▸ What the task asks
What you return must match the data exactly, line for line.

▸ Extracted records
+===+
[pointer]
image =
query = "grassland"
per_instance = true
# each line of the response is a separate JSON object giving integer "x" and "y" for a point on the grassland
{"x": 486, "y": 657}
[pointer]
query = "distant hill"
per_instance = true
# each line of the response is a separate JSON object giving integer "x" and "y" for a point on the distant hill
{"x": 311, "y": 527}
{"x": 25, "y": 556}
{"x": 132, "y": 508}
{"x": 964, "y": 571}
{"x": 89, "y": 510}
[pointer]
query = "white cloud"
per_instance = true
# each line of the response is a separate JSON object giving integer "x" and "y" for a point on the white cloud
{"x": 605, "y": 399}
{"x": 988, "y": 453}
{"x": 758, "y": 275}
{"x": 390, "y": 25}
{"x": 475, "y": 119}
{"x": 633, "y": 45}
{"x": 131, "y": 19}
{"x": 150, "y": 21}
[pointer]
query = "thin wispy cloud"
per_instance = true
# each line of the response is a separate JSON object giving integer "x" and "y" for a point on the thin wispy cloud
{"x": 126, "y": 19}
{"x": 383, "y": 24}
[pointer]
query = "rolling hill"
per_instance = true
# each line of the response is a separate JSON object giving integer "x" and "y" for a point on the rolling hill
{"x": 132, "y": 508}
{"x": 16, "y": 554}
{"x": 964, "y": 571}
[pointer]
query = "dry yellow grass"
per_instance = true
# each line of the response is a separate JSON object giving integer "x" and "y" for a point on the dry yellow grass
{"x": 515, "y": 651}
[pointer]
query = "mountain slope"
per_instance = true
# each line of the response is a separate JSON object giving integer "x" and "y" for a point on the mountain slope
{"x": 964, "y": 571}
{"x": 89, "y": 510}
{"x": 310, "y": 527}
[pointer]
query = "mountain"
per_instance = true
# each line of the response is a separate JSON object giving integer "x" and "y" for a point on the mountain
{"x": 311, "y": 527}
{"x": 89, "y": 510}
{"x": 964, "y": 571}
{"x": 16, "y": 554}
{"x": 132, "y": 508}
+===+
▸ Result below
[pointer]
image =
query = "grassland"
per_instance = true
# each line of the response is a separate JSON object giving integer "x" and "y" for a point on the grassland
{"x": 486, "y": 657}
[pointer]
query = "distant hill"
per_instance = true
# each line of the response is a separate JSON object giving integer "x" and "y" for a point on the distant hill
{"x": 311, "y": 527}
{"x": 25, "y": 556}
{"x": 132, "y": 508}
{"x": 964, "y": 571}
{"x": 89, "y": 510}
[pointer]
query = "white cloud"
per_instance = true
# each line of the response is a separate JSON object giving integer "x" and "y" for a point on the white cloud
{"x": 605, "y": 399}
{"x": 988, "y": 453}
{"x": 758, "y": 275}
{"x": 390, "y": 25}
{"x": 475, "y": 119}
{"x": 633, "y": 45}
{"x": 131, "y": 19}
{"x": 150, "y": 21}
[pointer]
query = "thin wispy cloud"
per_instance = true
# each line of the response is a separate JSON object giving integer "x" and "y" for a point on the thin wispy cloud
{"x": 126, "y": 19}
{"x": 383, "y": 24}
[pointer]
query = "rolling hill"
per_instance = true
# each line of the response is a separate JSON object giving integer "x" and "y" for a point on the rolling hill
{"x": 132, "y": 508}
{"x": 16, "y": 554}
{"x": 964, "y": 571}
[pointer]
query = "dry yellow grass"
per_instance = true
# each line of the response is a separate JSON object giving integer "x" and "y" for a point on the dry yellow grass
{"x": 515, "y": 651}
[pointer]
query = "mountain slope"
per_instance = true
# each line of the response is a separate JSON object giving integer "x" and "y" for a point on the mountain slope
{"x": 964, "y": 571}
{"x": 89, "y": 510}
{"x": 310, "y": 527}
[pointer]
query = "mountain"
per_instance = true
# each line of the response is a separate JSON object giving integer "x" and "y" for a point on the mountain
{"x": 311, "y": 527}
{"x": 89, "y": 510}
{"x": 964, "y": 571}
{"x": 16, "y": 554}
{"x": 132, "y": 508}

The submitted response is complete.